## Work instructions
Can you rewrite the records below with "top-left corner" swapped for "upper-left corner" and everything else left unchanged? Leave the pictures out.

++++++++++

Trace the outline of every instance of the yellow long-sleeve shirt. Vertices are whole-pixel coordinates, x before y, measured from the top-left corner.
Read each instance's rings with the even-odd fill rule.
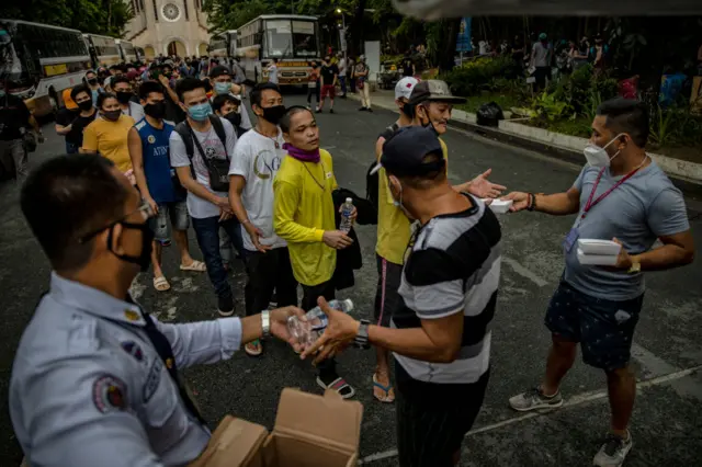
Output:
[[[338,184],[331,155],[319,152],[318,163],[286,155],[273,182],[273,228],[287,241],[295,278],[310,286],[329,281],[337,266],[337,250],[321,238],[336,229],[331,192]]]

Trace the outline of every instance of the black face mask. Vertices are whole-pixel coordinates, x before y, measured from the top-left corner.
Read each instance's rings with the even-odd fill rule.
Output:
[[[116,96],[117,96],[117,101],[121,104],[128,104],[129,101],[132,100],[132,96],[134,95],[132,92],[127,92],[127,91],[117,91],[115,92]]]
[[[132,223],[120,223],[122,227],[126,229],[141,230],[141,253],[138,257],[132,257],[129,254],[117,254],[112,251],[112,231],[110,229],[110,235],[107,236],[107,249],[121,260],[127,261],[129,263],[138,264],[141,269],[141,272],[146,272],[149,270],[149,265],[151,264],[151,250],[154,246],[151,242],[154,241],[154,230],[149,228],[147,224],[132,224]]]
[[[83,102],[78,102],[78,109],[80,109],[81,111],[89,111],[92,109],[92,99],[89,99],[87,101]]]
[[[144,106],[144,113],[151,118],[163,118],[163,116],[166,115],[166,102],[160,101],[156,104],[146,104]]]
[[[278,125],[283,115],[285,115],[285,105],[273,105],[272,107],[262,107],[263,118],[273,125]]]
[[[226,119],[235,126],[235,128],[241,125],[241,114],[238,112],[229,112],[224,116]]]
[[[122,115],[122,111],[102,111],[102,117],[110,122],[116,122],[120,119],[120,115]]]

++++++++++

## Result of this exercise
Trace the outline of every instance of the yellow long-sleeve shirt. Vertices are whole-pixel coordinates, x before y, measured from the upper-left corner.
Read each instance's rings with the even-odd fill rule.
Output:
[[[338,184],[331,155],[319,152],[318,163],[286,155],[273,182],[273,228],[287,241],[295,278],[310,286],[329,281],[337,266],[337,250],[321,238],[336,229],[331,192]]]

Trace the outline of every instance of the black face mask. Vertices are whole-pixel coordinates, x before y, measured from the upper-left corner.
Read each instance's rings with the even-odd fill rule.
Output:
[[[116,96],[117,96],[117,101],[121,104],[128,104],[129,101],[132,100],[132,96],[134,95],[132,92],[127,92],[127,91],[117,91],[115,92]]]
[[[132,223],[120,223],[122,227],[126,229],[141,230],[141,253],[138,257],[132,257],[129,254],[117,254],[112,251],[112,231],[110,229],[110,235],[107,236],[107,249],[121,260],[127,261],[129,263],[138,264],[141,269],[141,272],[146,272],[149,270],[149,265],[151,264],[151,250],[154,246],[151,242],[154,241],[154,230],[149,228],[147,224],[132,224]]]
[[[83,102],[78,102],[78,109],[80,109],[81,111],[89,111],[92,109],[92,99],[89,99],[87,101]]]
[[[144,106],[144,113],[151,118],[163,118],[163,116],[166,115],[166,102],[160,101],[156,104],[146,104]]]
[[[278,125],[283,115],[285,115],[285,105],[273,105],[272,107],[262,107],[263,118],[273,125]]]
[[[226,119],[235,126],[235,128],[241,125],[241,114],[238,112],[229,112],[224,116]]]
[[[122,115],[122,111],[102,111],[102,117],[110,122],[116,122],[120,119],[120,115]]]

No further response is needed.